## Source document:

Segment Open

The labor exploitation of migrant farmworkers in Piana di Gioia Tauro, in Italy's southern region of Calabria, continues amid conditions aggravated by the COVID-19 pandemic, medical aid organization MEDU claims in a new report.
Labor exploitation and widespread illegal practices persist in Piana di Gioia Tauro, according to a report
entitled 'The Pandemic of Rosarno," which recently released by
Medici per i
Diritti Umani (MEDU, or Doctors for Human Rights).
MEDU found that living and working conditions as well as the
physical and mental
health of foreign workers in the region have worsened recently. This,
they said, was due to a lack of inspections and effective measures to
counter illegal work practices, the growing precariousness of legal
statuses following the enactment of security decrees in recent years,
and -- most recently -- the COVID-19 pandemic.
The farming region is infamous for protests and riots by foreign farmworkers following an attack on a migrant over a decade ago.
The town of Rosarno in particular is well-known in Italy for the January 2010 protests, where migrants chanted slogans such as "we are not
animals."

Segment Closed

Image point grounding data
Segment Open

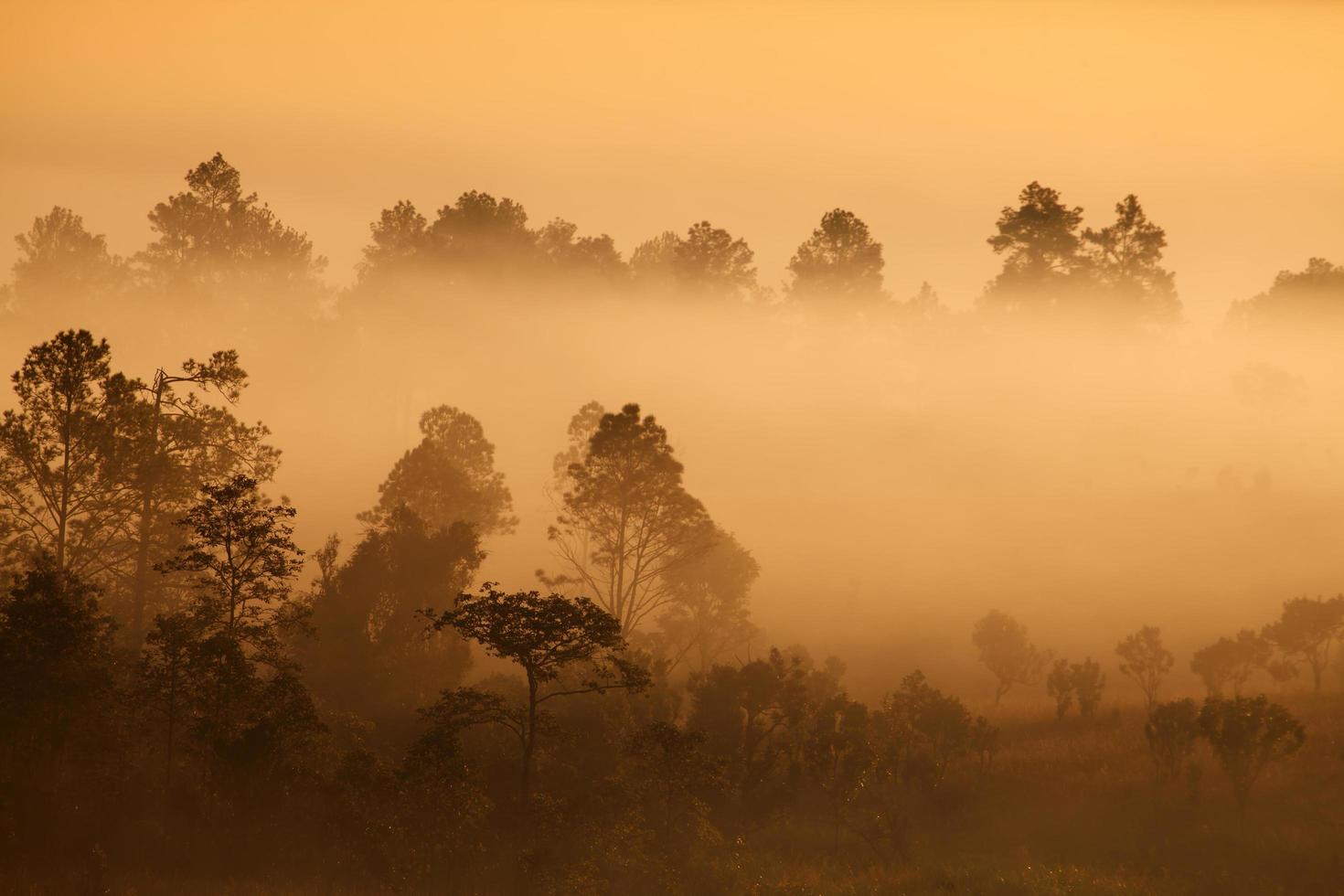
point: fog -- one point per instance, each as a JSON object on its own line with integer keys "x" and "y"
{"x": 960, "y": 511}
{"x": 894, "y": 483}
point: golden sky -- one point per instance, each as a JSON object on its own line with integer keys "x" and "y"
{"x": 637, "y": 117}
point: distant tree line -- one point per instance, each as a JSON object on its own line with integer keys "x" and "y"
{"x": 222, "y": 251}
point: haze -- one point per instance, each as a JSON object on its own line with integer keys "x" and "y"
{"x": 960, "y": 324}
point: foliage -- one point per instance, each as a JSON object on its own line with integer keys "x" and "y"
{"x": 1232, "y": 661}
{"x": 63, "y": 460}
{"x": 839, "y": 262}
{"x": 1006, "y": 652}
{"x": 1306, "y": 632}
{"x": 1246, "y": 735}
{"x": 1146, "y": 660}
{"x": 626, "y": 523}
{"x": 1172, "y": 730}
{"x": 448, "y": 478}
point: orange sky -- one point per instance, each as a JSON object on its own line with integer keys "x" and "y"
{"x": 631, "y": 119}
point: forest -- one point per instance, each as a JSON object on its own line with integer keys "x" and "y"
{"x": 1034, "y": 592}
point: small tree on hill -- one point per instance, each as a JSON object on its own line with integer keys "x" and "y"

Segment Closed

## What this task involves:
According to the article on migrant farmworkers, why have living and working conditions and the health of foreign workers in the region worsened? Answer in one to three sentences. The listing has no connection to the article on migrant farmworkers.

## Exercise solution:
MEDU attributed the decline to a lack of inspections and effective measures against illegal work practices, and to the growing precariousness of legal statuses after security decrees were enacted in recent years. Most recently, the COVID-19 pandemic also contributed.